======== MATERIAL SHOWN

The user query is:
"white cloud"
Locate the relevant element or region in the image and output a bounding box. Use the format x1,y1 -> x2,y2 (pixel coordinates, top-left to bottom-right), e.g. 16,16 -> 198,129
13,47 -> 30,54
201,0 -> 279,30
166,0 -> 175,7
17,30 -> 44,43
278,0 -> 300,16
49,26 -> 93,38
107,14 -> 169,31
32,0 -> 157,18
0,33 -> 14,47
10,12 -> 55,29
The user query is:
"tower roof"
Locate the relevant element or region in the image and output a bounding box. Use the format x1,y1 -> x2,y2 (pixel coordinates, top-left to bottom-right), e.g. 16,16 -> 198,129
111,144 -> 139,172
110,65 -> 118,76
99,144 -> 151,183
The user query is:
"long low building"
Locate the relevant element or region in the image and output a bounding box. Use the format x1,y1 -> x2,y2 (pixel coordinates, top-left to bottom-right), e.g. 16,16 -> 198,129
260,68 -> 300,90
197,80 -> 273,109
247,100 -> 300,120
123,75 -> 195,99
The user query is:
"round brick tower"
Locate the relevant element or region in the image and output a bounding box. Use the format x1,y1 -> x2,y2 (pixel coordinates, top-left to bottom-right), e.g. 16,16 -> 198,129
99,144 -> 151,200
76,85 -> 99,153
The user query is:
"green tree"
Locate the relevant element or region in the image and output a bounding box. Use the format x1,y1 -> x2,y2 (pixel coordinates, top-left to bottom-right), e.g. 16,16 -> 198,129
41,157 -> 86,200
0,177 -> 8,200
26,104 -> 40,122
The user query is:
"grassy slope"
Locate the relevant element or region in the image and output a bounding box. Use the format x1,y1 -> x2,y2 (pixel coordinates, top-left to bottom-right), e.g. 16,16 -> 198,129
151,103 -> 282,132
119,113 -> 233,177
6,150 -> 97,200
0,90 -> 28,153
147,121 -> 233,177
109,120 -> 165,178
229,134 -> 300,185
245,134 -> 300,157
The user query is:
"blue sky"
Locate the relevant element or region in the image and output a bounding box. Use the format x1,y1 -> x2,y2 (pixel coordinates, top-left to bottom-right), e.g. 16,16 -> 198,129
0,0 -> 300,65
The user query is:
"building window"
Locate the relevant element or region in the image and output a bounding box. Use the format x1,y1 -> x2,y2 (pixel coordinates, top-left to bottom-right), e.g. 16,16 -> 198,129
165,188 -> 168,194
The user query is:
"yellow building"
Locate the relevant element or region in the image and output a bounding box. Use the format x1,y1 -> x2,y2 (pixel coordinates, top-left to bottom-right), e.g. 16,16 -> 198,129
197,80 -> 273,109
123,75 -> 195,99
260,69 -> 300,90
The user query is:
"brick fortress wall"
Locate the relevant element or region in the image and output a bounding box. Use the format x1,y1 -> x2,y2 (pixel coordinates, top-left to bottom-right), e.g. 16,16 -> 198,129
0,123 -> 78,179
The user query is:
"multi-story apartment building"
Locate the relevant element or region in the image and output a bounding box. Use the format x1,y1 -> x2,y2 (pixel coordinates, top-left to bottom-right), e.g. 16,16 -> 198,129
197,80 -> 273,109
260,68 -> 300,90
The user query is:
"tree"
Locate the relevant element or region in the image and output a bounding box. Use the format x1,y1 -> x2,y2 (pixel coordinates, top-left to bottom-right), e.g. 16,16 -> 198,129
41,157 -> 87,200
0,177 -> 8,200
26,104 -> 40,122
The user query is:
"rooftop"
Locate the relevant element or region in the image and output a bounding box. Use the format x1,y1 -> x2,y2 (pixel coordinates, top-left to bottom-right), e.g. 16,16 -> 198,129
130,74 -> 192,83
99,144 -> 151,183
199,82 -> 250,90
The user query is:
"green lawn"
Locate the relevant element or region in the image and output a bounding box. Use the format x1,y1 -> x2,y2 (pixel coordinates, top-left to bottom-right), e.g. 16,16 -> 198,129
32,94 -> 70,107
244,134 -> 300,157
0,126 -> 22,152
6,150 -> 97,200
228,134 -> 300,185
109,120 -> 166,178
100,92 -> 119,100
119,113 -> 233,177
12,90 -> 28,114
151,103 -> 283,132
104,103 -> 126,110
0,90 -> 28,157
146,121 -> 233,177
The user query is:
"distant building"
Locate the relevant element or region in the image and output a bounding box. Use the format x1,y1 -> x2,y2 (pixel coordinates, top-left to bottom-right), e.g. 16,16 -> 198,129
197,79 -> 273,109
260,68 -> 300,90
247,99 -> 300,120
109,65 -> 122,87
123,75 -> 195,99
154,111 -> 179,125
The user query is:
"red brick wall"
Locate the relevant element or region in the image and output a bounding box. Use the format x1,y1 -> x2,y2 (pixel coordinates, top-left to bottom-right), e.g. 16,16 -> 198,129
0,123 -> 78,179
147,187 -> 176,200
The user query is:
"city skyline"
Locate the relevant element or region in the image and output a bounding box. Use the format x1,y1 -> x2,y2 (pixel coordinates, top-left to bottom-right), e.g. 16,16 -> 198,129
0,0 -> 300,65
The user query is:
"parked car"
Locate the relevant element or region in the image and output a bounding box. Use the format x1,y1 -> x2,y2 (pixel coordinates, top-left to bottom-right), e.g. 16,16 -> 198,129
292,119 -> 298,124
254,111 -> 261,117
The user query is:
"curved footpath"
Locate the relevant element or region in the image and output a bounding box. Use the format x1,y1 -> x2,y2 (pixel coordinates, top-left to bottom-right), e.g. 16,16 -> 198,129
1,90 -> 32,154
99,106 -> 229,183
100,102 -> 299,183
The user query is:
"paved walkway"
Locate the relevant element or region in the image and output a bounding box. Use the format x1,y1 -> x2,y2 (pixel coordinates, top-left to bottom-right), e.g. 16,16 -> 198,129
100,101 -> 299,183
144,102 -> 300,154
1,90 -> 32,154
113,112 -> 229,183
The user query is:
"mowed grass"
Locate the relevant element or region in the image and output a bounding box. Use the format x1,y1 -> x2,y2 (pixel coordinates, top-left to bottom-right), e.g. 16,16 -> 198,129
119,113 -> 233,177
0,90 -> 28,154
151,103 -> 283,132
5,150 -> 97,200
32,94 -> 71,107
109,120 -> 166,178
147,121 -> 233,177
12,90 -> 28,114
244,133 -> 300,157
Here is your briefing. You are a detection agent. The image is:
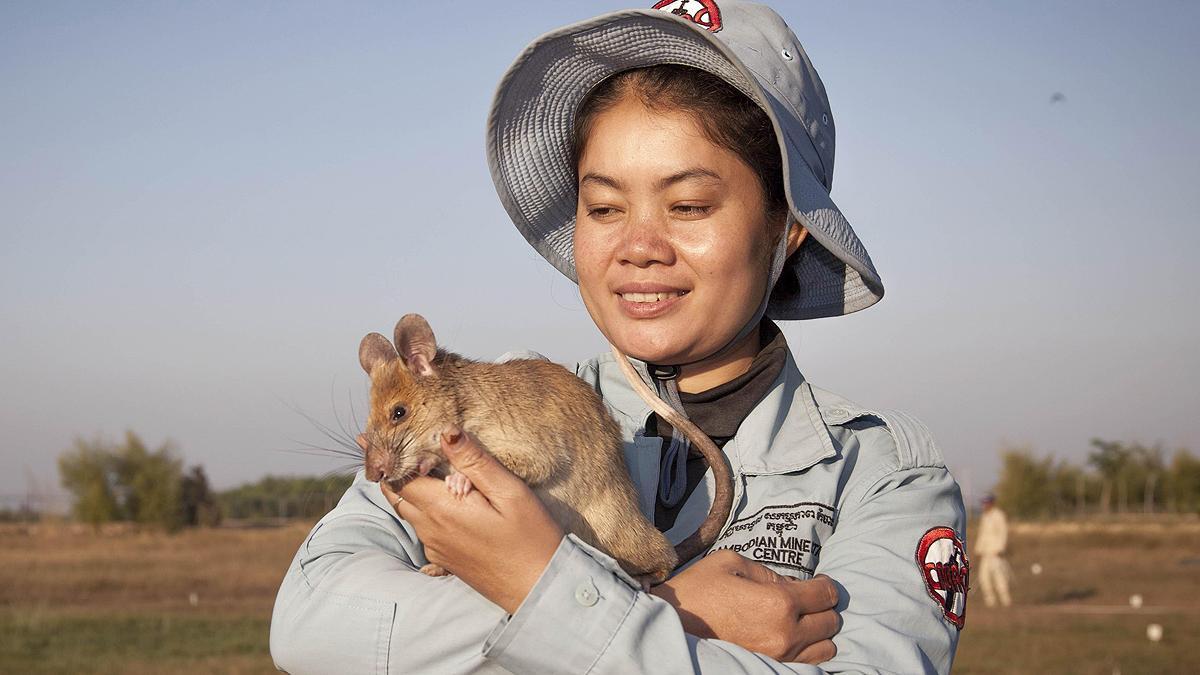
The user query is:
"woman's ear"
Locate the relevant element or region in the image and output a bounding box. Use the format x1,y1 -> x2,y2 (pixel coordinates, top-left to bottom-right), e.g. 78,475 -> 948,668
787,219 -> 809,257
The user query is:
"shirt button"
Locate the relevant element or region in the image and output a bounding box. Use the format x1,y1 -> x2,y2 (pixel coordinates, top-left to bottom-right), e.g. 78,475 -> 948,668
575,580 -> 600,607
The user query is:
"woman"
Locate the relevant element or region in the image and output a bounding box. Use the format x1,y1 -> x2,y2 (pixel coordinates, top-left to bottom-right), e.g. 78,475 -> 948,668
271,0 -> 967,673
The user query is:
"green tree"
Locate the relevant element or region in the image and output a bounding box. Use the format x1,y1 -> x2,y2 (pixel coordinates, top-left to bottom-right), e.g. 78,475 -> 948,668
995,447 -> 1055,518
180,465 -> 221,527
59,438 -> 124,528
116,431 -> 184,532
1165,449 -> 1200,513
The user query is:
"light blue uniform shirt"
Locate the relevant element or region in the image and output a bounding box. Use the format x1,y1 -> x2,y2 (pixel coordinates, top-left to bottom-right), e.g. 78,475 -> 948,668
271,354 -> 967,675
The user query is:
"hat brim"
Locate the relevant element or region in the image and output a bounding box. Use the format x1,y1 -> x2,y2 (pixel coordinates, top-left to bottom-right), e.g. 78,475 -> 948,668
487,10 -> 883,319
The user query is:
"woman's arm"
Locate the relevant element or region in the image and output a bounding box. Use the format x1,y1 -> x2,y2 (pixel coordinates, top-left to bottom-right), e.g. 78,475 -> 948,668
270,473 -> 505,675
271,427 -> 844,674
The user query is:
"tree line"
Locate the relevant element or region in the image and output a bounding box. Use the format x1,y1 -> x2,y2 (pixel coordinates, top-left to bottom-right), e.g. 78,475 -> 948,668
59,431 -> 353,532
995,438 -> 1200,519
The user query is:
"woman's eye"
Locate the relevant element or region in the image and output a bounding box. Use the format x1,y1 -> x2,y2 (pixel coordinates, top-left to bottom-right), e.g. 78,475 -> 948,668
588,207 -> 617,219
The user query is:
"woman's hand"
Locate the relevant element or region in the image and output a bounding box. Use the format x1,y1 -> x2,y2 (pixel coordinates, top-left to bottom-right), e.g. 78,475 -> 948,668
650,550 -> 840,663
380,429 -> 563,614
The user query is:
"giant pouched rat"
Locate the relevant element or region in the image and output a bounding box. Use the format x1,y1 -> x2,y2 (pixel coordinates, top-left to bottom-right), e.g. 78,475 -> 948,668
359,313 -> 733,583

================

* TASK STATEMENT *
How many lines in the records above contain the string "shirt"? Case counts. Reply with the number alone.

* OUTPUT BELOW *
2